=== Written task 1 ===
Extract every line of the records below that contains the word "white", treating uppercase and lowercase as different.

=== Text to read ===

────────

Time for a mildly radical proposal?

Why the Tories should abolish the Bank of England, and why they will politically benefit from doing so

The Conservative Party, since forming their coalition government have seemed to suggest, both from the actions they have taken and the announcements they have made, that they are ready to make radical reforms. Recent statements by Francis Maude would seem to suggest that this government is quite ready to continue in the direction of radical reform. Indeed an excellent article that recently appeared in The Spectator provided some hints as to direction the Conservatives, and in particular George Osborne, seem to be taking in order to wrest this country from its relentless state dependency. From this, a few things are clear.

The idea behind public sector cuts, devolution of schooling authorities tax breaks in particularly state employed areas, as well as removing the £545 child benefit tax cuts for families earning £50k a year seems to have been to cut the bloc of voters relying on state handouts to survive, and to begin to produce, in a Thatcherite fashion, a bloc of economically independent voters with what Shirley Letwin called “vigorous virtues.” Central to much of this is to reverse the tactics Labour had previously used against the conservatives, any further attempts to reintroduce state benefits and subsidies will have to face the burden of justifying where their funds will come from, in much the same way that Labour used to chide the Tories in opposition, whenever any hints of cuts or movement toward a balanced budget were made, as cruelly proposing the cutting of “critical services.”

Taking this as a given, it seems puzzling at least to this writer, why money has not entered the debate. This is since the inflationary phoney boom created through credit expansion, was the primary means of smoke and mirrors the former government used to so effectively mask the disastrous consequences of its unsustainable spending policies. One could compare the modern economic boom as a tool of statecraft comparable in character to the bread and circuses of the Roman Empire. It is time for this nation to cast the wool from its eyes.

────────

=== Written task 2 ===
Duplicate the part of the essay above on abolishing the Bank of England that opens with the words containing "Time for a mildly" and closes with "things are clear.".

=== Saved data entries ===
────────

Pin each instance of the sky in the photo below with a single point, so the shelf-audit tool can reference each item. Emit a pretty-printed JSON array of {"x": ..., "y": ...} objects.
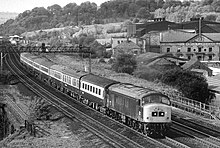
[{"x": 20, "y": 6}]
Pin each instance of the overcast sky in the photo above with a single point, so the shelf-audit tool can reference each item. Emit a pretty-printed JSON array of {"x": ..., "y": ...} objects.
[{"x": 20, "y": 6}]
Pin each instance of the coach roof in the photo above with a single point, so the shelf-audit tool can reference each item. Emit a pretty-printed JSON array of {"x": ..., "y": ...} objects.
[
  {"x": 131, "y": 90},
  {"x": 74, "y": 73},
  {"x": 97, "y": 80}
]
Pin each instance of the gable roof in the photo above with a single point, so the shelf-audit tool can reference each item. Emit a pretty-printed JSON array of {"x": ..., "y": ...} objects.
[
  {"x": 190, "y": 63},
  {"x": 183, "y": 37},
  {"x": 174, "y": 36},
  {"x": 213, "y": 36},
  {"x": 129, "y": 45}
]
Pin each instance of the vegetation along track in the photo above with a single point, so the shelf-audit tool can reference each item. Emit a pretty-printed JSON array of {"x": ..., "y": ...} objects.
[
  {"x": 192, "y": 137},
  {"x": 205, "y": 127},
  {"x": 112, "y": 132}
]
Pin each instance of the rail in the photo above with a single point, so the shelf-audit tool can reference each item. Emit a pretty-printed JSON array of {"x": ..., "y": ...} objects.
[{"x": 196, "y": 107}]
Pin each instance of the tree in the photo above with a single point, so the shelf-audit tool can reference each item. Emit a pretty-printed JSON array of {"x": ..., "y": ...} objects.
[
  {"x": 211, "y": 17},
  {"x": 143, "y": 13},
  {"x": 191, "y": 84},
  {"x": 124, "y": 63}
]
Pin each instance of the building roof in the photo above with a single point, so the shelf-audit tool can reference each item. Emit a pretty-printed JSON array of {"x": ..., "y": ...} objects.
[
  {"x": 190, "y": 63},
  {"x": 128, "y": 45},
  {"x": 206, "y": 26},
  {"x": 176, "y": 36},
  {"x": 183, "y": 37},
  {"x": 213, "y": 36}
]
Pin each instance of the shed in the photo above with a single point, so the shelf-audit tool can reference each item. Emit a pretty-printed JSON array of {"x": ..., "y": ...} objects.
[
  {"x": 194, "y": 64},
  {"x": 126, "y": 47}
]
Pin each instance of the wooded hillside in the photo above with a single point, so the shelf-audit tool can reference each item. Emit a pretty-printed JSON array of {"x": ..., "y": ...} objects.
[{"x": 112, "y": 11}]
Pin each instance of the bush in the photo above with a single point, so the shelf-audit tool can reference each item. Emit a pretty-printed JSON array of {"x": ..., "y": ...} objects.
[
  {"x": 191, "y": 84},
  {"x": 124, "y": 63},
  {"x": 148, "y": 74}
]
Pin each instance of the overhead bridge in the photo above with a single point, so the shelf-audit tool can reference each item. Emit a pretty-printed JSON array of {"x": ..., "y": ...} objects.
[{"x": 50, "y": 49}]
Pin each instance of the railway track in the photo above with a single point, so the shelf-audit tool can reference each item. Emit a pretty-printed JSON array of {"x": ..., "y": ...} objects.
[
  {"x": 21, "y": 116},
  {"x": 109, "y": 134},
  {"x": 118, "y": 131},
  {"x": 204, "y": 127}
]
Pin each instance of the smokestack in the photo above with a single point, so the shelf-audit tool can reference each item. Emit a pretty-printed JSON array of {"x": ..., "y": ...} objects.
[{"x": 200, "y": 25}]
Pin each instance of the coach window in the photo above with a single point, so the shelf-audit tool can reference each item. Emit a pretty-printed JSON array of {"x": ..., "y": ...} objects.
[
  {"x": 189, "y": 49},
  {"x": 88, "y": 87}
]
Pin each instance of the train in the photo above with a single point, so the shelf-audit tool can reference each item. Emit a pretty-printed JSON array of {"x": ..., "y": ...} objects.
[{"x": 142, "y": 109}]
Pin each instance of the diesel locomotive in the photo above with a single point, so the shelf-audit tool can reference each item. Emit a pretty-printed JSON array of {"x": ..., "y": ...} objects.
[{"x": 143, "y": 109}]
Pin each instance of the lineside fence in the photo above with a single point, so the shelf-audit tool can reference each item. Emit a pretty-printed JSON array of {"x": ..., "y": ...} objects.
[{"x": 196, "y": 107}]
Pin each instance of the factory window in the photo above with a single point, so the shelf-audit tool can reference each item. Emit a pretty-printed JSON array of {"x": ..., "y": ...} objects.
[
  {"x": 74, "y": 82},
  {"x": 189, "y": 49},
  {"x": 154, "y": 114},
  {"x": 161, "y": 114},
  {"x": 126, "y": 103}
]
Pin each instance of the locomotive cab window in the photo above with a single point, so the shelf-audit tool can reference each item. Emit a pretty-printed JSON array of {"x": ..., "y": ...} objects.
[{"x": 155, "y": 99}]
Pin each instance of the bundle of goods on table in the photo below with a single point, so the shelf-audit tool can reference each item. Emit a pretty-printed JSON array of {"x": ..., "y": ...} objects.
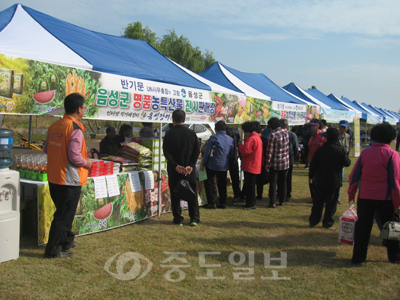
[
  {"x": 133, "y": 157},
  {"x": 101, "y": 168}
]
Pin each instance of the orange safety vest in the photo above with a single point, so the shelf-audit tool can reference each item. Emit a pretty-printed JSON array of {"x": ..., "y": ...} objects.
[{"x": 59, "y": 169}]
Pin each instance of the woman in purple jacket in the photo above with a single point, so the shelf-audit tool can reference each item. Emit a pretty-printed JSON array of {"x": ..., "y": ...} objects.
[{"x": 377, "y": 176}]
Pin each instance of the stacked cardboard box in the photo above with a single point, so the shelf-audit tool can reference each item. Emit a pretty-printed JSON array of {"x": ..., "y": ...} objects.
[
  {"x": 101, "y": 168},
  {"x": 156, "y": 148}
]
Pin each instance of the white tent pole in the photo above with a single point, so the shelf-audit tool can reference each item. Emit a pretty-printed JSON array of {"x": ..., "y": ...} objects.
[
  {"x": 159, "y": 169},
  {"x": 30, "y": 129}
]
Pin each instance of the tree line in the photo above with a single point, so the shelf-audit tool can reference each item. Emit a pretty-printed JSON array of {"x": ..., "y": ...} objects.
[{"x": 179, "y": 49}]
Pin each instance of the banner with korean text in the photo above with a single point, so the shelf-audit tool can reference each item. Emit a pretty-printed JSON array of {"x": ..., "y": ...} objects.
[
  {"x": 235, "y": 109},
  {"x": 34, "y": 88}
]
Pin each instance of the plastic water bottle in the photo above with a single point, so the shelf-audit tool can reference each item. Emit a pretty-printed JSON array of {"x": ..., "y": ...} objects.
[{"x": 6, "y": 146}]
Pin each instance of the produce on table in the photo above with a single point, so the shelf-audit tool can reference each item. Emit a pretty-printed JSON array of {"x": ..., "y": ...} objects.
[
  {"x": 44, "y": 97},
  {"x": 104, "y": 212}
]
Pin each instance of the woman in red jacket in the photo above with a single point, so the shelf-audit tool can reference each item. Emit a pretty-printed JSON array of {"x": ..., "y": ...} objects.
[
  {"x": 316, "y": 140},
  {"x": 251, "y": 151}
]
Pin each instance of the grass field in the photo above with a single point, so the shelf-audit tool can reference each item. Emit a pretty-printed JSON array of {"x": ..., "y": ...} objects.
[{"x": 318, "y": 266}]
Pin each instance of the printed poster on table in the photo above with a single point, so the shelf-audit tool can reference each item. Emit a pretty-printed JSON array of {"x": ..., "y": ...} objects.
[
  {"x": 35, "y": 88},
  {"x": 94, "y": 215},
  {"x": 234, "y": 109}
]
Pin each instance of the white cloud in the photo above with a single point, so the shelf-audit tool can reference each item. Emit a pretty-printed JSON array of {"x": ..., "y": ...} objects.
[
  {"x": 369, "y": 83},
  {"x": 369, "y": 17}
]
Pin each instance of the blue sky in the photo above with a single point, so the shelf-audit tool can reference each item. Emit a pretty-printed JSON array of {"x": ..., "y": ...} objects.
[{"x": 348, "y": 48}]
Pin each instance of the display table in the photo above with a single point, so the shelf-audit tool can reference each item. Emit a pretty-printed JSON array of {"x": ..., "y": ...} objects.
[{"x": 110, "y": 201}]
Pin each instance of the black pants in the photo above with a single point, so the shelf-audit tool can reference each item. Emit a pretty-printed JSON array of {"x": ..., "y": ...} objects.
[
  {"x": 65, "y": 198},
  {"x": 249, "y": 188},
  {"x": 260, "y": 181},
  {"x": 312, "y": 189},
  {"x": 289, "y": 183},
  {"x": 277, "y": 178},
  {"x": 398, "y": 143},
  {"x": 327, "y": 196},
  {"x": 365, "y": 210},
  {"x": 221, "y": 184},
  {"x": 193, "y": 204},
  {"x": 305, "y": 157},
  {"x": 234, "y": 174}
]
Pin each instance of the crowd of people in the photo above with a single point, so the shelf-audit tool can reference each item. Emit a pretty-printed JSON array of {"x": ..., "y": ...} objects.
[{"x": 267, "y": 156}]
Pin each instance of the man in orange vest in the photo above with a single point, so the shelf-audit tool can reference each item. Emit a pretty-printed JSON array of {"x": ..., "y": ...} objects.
[{"x": 67, "y": 171}]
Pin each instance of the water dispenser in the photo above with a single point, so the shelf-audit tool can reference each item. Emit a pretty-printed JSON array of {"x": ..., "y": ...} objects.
[{"x": 9, "y": 200}]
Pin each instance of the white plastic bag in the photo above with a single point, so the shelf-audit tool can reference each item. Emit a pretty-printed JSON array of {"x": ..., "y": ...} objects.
[{"x": 347, "y": 224}]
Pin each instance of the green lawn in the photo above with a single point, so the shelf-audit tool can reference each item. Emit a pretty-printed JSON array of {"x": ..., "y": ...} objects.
[{"x": 318, "y": 265}]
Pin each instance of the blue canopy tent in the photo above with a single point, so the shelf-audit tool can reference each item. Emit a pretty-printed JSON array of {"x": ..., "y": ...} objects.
[
  {"x": 27, "y": 33},
  {"x": 372, "y": 118},
  {"x": 385, "y": 117},
  {"x": 388, "y": 118},
  {"x": 251, "y": 84},
  {"x": 336, "y": 111},
  {"x": 299, "y": 92},
  {"x": 391, "y": 114},
  {"x": 347, "y": 103}
]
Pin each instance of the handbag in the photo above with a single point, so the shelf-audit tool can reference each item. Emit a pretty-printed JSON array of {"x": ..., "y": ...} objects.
[
  {"x": 184, "y": 191},
  {"x": 391, "y": 230}
]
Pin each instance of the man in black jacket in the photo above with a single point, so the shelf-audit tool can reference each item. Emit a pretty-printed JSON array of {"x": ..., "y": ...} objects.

────────

=== Correct result 1 ===
Pin each instance of the white tent pole in the photo above with a single point, so the shelf-audit tool can reference each item. Emit a pretty-printed JSON array of {"x": ..., "y": ...} objects.
Pin each instance of the white cloud in the photo above with a single point, so the shelf-audit tool can reference each item. Emit a pretty-printed JSON array of {"x": ..., "y": ...} objects.
Pin each instance of the white plastic bag in the photo above with a single point, so the shelf-audit tool can reference each item. Emit a pretty-printed JSON array of {"x": ..., "y": ...} objects.

=== Correct result 2 ===
Time for a mildly radical proposal?

Why the Tories should abolish the Bank of England, and why they will politically benefit from doing so

The Conservative Party, since forming their coalition government have seemed to suggest, both from the actions they have taken and the announcements they have made, that they are ready to make radical reforms. Recent statements by Francis Maude would seem to suggest that this government is quite ready to continue in the direction of radical reform. Indeed an excellent article that recently appeared in The Spectator provided some hints as to direction the Conservatives, and in particular George Osborne, seem to be taking in order to wrest this country from its relentless state dependency. From this, a few things are clear.